*Brief*:
According to the Yung Lean review, which track reeks of a kind of therapeutic release?

*Source extract*:

###

During his attempts to find himself, in a way, Yung Lean had to first peel back the drug-realities from his own reality. Some of these hallucinations take the form of a scene that reeks of a deathly clean hospital smell, as seen with ‘Metallic Intuition’s’ vision of a loved one (“my grandma said she feel me
“) that is buried within the hook. Yet, as the song takes itself apart, Lean capitalizes on the vulnerability of the beat to speak from the heart. At least, it comes off as entirely more genuine when stripped of the cloudy, distorted reality he has built up within the album’s ambience (moreso within the arch of his entire career). It goes back to this central idea of shedding the skins you consider strangers, and hearing the self-defined musical exploration materialize as this mindset is a reassuring release.
can’t depend on nobody, that’s what i know
Despite the seemingly straightforward design of Stranger’s message, it revels incoherent; repetitively relapsing and detoxing rather than progressing cleanly from dark to light. In a sense, it reflects the arduous process of quitting -- the constant struggle against temptations, and the endless yearning for that fix that is only ever two or three calls away. ‘Silver Arrows’ errs confusing, its hook seemingly accepting of the drugs beckon, and the lifestyle that comes with it (“Silver arrows my sound, fuck them all I might die//I be up on cloud nine, green laces, smoke clouds
”). In this sense it is most apt that it’s as close as Lean comes to rebirthing that Warlord sound: Lean flirting with the disaffected melodicism and half-there rapping that defined that disjointed mess of an album.
In a way it’s disheartening, for it is these moments of addled addiction that Lean sounds most carefree: ‘Drop It / Scooter’ and ‘Silver Arrow’ yielding some of Stranger’s
catchiest hooks and most tangibly formed beats. Contrastingly, the detoxed tracks at times struggle to hold themselves together, ‘Snakeskin / Bullets’ an experience equally disorienting as it is effectual: Lean detached to the point of emotional brokenness, grasping for a kind of release seemingly unreachable. This isn’t to say there aren’t breakthroughs (Hunting My Own Skin reeks of a kind of therapeutic release ultimately inspiring), but as a whole there’s a sense of difficulty//struggle//tension within these thematically more inspiring pieces.
Perhaps this struggle defines the sense of unknowing and Strangerness; Lean’s post-drug persona a person unrecognisable not only to those close, but to himself as well. The struggle, in this sense, seems expected; a kind of pained shedding of skin that has to come with such growth. The beauty lies within Lean’s self-awareness; aware that moving on from such a past will come with difficulty; that acknowledging and accepting this new self will not be as seamless as it may seem.

###

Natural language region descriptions
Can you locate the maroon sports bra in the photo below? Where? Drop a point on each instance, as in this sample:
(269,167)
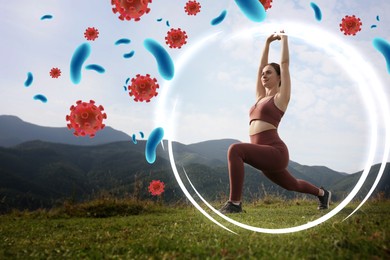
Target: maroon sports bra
(266,111)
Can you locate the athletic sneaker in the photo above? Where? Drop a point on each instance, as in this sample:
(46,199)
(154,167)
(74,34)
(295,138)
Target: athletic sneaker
(324,200)
(229,207)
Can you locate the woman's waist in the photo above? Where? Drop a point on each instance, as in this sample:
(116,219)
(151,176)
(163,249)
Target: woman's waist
(258,126)
(267,137)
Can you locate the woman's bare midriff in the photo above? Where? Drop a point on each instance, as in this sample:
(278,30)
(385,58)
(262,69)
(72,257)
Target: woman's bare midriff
(258,126)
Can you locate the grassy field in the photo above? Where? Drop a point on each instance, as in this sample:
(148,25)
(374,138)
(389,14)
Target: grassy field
(113,229)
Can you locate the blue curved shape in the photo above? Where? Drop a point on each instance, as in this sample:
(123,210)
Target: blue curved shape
(46,16)
(78,59)
(122,41)
(219,19)
(29,79)
(317,11)
(40,97)
(252,9)
(128,55)
(383,47)
(151,144)
(95,67)
(165,64)
(134,140)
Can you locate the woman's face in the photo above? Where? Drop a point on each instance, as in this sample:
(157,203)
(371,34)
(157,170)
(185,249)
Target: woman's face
(269,77)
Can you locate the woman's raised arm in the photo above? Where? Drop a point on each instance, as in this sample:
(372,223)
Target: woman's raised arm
(260,90)
(285,87)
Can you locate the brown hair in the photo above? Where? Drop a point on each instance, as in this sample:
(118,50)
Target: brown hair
(277,69)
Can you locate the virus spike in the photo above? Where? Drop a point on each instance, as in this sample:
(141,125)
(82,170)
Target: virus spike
(86,118)
(156,187)
(350,25)
(91,33)
(266,4)
(192,7)
(143,88)
(55,72)
(176,38)
(130,9)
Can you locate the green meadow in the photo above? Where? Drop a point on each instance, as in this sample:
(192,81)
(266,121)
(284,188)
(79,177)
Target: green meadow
(129,229)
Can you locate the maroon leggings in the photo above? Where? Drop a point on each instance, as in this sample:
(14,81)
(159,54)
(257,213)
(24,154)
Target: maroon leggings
(268,153)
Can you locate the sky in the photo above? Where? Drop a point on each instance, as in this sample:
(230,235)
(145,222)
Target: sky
(336,79)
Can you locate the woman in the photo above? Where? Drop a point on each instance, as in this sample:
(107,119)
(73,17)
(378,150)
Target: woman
(267,152)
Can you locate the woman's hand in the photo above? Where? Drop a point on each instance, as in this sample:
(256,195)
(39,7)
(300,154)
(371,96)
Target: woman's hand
(273,37)
(276,36)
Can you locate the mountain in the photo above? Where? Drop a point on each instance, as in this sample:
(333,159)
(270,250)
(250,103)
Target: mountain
(14,131)
(39,174)
(42,173)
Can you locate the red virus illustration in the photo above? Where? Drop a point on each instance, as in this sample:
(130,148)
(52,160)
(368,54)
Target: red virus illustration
(91,33)
(176,38)
(192,7)
(86,118)
(130,9)
(350,25)
(266,4)
(156,188)
(55,73)
(143,88)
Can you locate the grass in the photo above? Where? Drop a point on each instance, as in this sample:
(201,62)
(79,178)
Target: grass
(157,231)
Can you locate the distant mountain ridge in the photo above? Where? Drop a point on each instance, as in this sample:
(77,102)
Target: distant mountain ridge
(14,131)
(39,173)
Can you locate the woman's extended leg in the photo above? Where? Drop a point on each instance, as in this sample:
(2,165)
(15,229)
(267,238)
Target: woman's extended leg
(272,161)
(262,157)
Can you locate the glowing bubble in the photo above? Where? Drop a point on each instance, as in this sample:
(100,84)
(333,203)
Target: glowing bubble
(383,47)
(122,41)
(46,16)
(128,55)
(40,97)
(95,67)
(164,62)
(29,79)
(151,144)
(78,59)
(219,19)
(317,11)
(134,140)
(252,9)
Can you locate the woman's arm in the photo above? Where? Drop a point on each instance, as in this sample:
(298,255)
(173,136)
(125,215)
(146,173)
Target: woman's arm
(260,90)
(285,88)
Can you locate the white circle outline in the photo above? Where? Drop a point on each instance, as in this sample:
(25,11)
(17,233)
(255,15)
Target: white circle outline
(337,44)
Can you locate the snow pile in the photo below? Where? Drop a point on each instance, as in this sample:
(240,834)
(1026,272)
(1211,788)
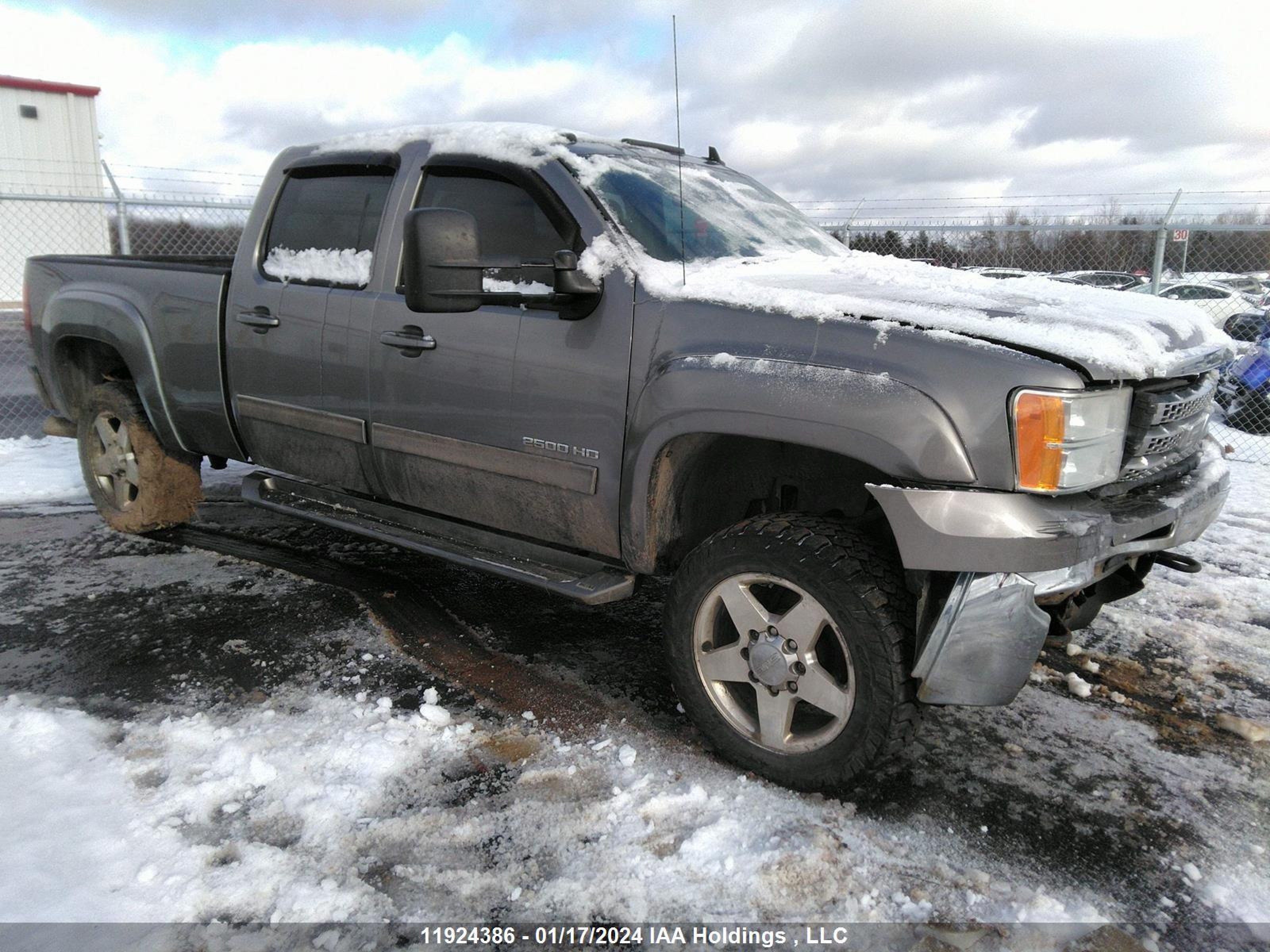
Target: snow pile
(518,143)
(40,471)
(337,266)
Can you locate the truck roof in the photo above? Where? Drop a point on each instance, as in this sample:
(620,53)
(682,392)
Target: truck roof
(519,143)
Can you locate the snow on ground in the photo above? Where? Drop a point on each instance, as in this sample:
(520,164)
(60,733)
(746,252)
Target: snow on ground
(317,808)
(48,470)
(755,263)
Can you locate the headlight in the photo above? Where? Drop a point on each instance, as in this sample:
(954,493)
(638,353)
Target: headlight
(1068,441)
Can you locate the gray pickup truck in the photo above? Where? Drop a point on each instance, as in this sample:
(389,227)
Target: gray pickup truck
(576,362)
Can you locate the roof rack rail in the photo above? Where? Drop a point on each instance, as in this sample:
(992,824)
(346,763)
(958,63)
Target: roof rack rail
(672,150)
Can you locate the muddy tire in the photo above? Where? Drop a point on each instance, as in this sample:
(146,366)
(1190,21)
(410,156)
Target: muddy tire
(791,643)
(137,484)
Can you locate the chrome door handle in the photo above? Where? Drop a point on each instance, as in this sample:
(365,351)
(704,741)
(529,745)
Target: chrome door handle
(258,321)
(407,342)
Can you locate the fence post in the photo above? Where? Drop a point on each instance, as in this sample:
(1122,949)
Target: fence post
(1157,267)
(121,213)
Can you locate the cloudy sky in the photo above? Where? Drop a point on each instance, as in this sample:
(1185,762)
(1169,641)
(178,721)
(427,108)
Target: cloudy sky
(908,98)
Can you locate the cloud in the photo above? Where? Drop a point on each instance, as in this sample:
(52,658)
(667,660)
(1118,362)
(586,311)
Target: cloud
(820,100)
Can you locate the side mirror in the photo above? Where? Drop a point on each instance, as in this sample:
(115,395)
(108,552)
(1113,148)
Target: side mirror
(441,261)
(568,278)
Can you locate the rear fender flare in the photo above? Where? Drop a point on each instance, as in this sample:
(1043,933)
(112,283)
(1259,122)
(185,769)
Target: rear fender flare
(96,315)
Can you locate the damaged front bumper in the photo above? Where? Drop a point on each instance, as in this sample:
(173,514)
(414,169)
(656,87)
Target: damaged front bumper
(1013,551)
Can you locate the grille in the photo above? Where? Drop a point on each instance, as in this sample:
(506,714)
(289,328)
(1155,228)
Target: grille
(1166,428)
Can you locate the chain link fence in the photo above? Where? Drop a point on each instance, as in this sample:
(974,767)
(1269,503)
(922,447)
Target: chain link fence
(1210,249)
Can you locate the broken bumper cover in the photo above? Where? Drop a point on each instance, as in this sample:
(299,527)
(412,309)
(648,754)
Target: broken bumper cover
(1010,547)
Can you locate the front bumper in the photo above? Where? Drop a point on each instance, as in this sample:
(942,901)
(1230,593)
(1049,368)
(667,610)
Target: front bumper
(967,531)
(1011,549)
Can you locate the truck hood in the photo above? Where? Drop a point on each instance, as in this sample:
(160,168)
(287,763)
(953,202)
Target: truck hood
(1109,334)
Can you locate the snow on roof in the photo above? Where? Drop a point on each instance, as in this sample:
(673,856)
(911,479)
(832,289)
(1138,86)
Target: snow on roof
(1113,336)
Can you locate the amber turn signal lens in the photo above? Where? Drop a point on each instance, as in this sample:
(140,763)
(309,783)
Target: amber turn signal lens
(1041,423)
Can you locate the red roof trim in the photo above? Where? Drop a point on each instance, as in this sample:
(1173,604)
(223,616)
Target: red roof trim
(46,87)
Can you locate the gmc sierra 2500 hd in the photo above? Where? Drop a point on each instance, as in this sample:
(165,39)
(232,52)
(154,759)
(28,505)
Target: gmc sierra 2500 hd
(878,484)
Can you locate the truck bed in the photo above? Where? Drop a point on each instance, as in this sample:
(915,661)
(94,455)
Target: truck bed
(171,336)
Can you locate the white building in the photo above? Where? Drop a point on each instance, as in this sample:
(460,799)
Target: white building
(49,146)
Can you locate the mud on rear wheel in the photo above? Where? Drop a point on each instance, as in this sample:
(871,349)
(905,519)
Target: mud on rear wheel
(791,643)
(137,484)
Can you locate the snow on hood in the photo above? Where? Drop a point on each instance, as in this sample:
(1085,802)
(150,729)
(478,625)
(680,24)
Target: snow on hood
(1112,334)
(344,266)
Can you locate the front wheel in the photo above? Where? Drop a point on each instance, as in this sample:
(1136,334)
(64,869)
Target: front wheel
(791,644)
(137,484)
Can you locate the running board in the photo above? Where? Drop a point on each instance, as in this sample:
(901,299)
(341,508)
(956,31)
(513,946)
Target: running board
(587,581)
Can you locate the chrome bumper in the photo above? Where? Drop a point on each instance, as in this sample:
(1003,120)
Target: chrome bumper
(1010,549)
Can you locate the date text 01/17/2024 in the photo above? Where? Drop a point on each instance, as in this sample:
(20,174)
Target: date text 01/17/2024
(587,936)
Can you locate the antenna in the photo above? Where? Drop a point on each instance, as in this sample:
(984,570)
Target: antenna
(679,143)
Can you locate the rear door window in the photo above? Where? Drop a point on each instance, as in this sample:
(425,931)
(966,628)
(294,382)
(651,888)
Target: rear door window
(324,226)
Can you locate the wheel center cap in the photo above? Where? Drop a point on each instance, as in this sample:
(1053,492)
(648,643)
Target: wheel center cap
(769,664)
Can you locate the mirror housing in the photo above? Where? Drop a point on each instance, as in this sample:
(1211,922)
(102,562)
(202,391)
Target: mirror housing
(568,278)
(578,292)
(441,262)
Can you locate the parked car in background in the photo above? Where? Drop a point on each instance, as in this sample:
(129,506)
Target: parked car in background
(1218,301)
(1117,281)
(1244,393)
(1248,328)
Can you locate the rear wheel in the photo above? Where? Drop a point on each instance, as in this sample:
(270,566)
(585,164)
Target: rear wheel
(134,482)
(791,644)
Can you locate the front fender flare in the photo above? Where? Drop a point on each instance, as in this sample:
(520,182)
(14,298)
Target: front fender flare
(112,321)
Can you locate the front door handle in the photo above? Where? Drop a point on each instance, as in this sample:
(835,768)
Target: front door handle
(410,341)
(258,321)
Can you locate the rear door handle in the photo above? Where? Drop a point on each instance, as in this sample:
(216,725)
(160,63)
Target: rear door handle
(258,321)
(407,341)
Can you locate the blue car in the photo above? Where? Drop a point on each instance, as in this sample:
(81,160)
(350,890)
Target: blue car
(1245,392)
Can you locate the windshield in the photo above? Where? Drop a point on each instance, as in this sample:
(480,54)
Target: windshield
(725,214)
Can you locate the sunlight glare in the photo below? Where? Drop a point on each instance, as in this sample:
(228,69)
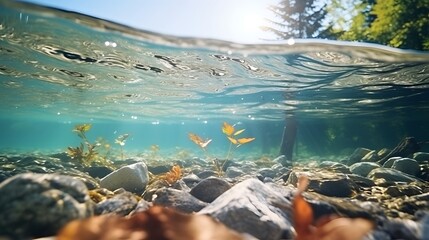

###

*Solution to the problem*:
Hunting My Own Skin